Task item
From the records below, set down exactly the lines starting with the line that contains "box: [273, 146, 338, 193]" and going on through the line that contains "146L307 154L282 129L249". Nothing else is wanted.
>>>
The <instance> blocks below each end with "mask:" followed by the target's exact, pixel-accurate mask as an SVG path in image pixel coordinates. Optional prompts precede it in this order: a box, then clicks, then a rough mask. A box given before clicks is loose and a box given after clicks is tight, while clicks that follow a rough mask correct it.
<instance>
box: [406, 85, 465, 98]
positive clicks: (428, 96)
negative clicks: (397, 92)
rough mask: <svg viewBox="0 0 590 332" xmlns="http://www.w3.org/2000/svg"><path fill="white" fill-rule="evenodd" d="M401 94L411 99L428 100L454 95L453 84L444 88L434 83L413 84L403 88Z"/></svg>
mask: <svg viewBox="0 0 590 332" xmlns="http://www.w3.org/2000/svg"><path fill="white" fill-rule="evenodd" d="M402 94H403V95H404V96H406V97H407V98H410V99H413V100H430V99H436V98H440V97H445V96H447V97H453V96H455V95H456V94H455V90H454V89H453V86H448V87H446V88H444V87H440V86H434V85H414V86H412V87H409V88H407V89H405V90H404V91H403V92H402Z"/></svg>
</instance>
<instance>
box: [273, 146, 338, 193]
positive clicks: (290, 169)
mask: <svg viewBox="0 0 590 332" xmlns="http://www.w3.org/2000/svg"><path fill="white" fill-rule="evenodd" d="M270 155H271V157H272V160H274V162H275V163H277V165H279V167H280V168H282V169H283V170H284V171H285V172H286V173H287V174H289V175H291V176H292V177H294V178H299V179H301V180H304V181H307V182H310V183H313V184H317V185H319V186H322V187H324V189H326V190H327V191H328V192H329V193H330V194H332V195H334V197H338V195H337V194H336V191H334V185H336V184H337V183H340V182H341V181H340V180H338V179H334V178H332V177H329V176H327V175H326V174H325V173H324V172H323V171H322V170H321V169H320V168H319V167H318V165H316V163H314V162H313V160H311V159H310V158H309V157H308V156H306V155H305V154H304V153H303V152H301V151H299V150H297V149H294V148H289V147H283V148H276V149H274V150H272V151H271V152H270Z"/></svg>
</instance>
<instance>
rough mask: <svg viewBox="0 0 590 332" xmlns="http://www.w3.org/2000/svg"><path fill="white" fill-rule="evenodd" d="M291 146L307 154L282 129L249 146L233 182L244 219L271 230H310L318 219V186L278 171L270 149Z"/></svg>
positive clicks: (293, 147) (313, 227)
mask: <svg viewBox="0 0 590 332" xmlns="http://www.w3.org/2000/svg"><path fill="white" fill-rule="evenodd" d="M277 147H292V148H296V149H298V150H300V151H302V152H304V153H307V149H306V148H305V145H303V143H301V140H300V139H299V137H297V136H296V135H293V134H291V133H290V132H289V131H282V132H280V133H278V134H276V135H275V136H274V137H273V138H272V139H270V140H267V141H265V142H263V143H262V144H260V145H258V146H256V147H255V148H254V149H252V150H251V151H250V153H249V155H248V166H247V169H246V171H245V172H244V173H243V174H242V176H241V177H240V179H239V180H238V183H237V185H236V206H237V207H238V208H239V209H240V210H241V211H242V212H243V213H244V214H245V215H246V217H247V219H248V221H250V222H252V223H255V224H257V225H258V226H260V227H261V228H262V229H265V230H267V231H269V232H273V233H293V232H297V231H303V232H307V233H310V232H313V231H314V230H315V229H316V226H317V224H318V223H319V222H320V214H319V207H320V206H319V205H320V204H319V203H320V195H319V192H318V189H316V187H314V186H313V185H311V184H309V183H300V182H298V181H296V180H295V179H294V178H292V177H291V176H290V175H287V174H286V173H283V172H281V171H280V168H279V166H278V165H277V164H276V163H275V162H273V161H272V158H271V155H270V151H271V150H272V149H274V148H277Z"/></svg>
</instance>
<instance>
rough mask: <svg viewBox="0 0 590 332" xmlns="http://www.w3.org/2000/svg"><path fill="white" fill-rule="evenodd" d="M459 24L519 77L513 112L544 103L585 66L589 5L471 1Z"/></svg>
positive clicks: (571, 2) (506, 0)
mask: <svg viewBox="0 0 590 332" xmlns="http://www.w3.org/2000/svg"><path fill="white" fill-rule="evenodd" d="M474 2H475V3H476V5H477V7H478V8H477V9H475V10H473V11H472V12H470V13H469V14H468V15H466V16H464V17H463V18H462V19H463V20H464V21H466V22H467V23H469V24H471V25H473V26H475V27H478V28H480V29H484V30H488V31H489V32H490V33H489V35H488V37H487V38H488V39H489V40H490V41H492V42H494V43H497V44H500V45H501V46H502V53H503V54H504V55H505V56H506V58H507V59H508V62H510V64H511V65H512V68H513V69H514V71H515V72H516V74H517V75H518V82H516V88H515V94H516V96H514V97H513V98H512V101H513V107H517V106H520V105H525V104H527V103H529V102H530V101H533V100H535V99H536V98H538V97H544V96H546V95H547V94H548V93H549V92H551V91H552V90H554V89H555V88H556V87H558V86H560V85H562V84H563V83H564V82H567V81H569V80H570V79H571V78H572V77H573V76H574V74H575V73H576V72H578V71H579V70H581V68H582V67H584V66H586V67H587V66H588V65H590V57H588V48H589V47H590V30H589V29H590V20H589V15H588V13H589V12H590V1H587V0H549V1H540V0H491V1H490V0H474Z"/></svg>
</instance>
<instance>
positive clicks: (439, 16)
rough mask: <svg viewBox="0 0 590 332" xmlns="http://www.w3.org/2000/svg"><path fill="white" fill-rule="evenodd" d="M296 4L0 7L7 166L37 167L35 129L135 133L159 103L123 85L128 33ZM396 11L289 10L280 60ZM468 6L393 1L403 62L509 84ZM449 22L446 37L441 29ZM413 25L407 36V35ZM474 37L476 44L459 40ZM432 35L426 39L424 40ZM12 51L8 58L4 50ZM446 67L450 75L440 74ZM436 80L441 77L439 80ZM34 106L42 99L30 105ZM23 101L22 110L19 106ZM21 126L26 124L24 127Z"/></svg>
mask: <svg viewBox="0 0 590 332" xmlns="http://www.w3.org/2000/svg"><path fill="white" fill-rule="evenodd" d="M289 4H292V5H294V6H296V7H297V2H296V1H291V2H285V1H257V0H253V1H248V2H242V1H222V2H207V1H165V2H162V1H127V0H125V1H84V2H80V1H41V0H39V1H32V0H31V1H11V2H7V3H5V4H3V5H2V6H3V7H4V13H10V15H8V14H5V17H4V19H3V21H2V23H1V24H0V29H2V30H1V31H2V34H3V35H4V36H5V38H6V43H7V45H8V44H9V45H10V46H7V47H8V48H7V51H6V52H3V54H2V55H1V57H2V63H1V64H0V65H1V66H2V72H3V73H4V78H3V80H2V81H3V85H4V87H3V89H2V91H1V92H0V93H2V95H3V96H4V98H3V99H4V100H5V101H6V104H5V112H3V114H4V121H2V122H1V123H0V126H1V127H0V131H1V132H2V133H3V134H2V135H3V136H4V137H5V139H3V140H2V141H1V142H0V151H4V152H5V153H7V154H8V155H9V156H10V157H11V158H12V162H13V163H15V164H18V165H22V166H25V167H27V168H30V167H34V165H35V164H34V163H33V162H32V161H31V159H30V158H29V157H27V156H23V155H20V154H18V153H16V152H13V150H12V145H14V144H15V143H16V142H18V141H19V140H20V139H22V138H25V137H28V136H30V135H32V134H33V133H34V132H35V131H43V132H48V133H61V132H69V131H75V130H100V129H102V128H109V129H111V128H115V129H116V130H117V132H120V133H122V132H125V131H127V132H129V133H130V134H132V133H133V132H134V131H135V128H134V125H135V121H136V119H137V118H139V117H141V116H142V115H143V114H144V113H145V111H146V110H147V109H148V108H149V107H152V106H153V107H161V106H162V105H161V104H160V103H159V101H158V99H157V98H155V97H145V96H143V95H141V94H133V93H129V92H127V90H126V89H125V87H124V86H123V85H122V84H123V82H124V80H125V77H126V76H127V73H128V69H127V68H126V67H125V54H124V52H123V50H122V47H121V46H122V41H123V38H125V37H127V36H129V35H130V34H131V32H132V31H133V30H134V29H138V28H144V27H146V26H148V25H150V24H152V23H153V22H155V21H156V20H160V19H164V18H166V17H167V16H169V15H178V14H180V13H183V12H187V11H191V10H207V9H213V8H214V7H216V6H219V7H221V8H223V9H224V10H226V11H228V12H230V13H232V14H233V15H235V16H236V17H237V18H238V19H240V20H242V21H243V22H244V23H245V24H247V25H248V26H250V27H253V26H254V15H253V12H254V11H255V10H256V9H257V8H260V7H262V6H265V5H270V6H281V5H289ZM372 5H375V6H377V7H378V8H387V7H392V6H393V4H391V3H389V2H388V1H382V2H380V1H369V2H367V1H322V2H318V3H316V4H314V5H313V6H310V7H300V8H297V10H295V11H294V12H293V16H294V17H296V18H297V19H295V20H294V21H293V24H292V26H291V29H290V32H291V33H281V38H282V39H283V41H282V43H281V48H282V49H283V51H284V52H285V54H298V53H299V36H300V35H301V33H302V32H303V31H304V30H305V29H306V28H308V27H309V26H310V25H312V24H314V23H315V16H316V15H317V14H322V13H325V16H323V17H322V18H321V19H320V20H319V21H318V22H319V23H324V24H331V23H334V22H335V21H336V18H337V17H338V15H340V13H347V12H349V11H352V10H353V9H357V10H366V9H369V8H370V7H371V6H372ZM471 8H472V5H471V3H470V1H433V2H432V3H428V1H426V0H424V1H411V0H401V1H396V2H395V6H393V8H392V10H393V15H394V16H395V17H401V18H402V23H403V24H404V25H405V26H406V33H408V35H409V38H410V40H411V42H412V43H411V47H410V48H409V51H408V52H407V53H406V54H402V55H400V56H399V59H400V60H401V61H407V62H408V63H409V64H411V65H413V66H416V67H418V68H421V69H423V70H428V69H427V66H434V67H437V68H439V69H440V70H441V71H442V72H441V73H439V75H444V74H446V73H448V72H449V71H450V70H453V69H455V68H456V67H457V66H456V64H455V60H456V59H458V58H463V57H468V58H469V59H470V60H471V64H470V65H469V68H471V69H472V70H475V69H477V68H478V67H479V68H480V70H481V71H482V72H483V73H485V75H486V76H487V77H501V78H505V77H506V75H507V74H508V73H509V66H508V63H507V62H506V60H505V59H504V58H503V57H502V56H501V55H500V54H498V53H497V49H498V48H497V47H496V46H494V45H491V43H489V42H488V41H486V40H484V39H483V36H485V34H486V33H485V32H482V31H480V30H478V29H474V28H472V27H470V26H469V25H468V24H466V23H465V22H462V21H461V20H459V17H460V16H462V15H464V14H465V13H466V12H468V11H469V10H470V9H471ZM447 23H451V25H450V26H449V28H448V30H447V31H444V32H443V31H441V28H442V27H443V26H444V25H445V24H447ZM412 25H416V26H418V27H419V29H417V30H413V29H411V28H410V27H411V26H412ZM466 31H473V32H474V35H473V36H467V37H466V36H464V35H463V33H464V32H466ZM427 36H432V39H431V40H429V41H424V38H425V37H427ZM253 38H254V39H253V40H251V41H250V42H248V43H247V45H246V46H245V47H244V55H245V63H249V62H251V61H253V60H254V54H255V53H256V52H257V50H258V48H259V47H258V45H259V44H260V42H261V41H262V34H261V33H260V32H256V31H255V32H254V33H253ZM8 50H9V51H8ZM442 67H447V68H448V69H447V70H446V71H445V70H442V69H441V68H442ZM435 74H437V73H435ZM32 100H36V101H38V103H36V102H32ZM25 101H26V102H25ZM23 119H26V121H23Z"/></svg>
<<<
Solution to the exercise
box: [273, 146, 338, 193]
positive clicks: (290, 169)
mask: <svg viewBox="0 0 590 332" xmlns="http://www.w3.org/2000/svg"><path fill="white" fill-rule="evenodd" d="M270 155H271V157H272V160H274V162H275V163H277V165H279V167H280V168H282V169H283V170H284V171H285V172H286V173H287V174H289V175H291V176H292V177H294V178H299V179H301V180H304V181H307V182H310V183H313V184H317V185H319V186H322V187H324V189H326V190H327V191H328V192H329V193H330V194H332V195H334V197H338V195H337V194H336V191H334V185H336V184H337V183H340V182H341V181H340V180H338V179H334V178H332V177H329V176H327V175H326V174H325V173H324V172H323V171H322V170H321V169H320V168H319V167H318V165H316V163H314V162H313V160H311V159H310V158H309V157H308V156H306V155H305V154H304V153H303V152H301V151H299V150H297V149H294V148H289V147H283V148H276V149H274V150H272V151H271V152H270Z"/></svg>
</instance>
<instance>
rough mask: <svg viewBox="0 0 590 332" xmlns="http://www.w3.org/2000/svg"><path fill="white" fill-rule="evenodd" d="M291 146L307 154L282 129L249 146L233 182L244 219L271 230H310L318 219V186L278 171L270 149Z"/></svg>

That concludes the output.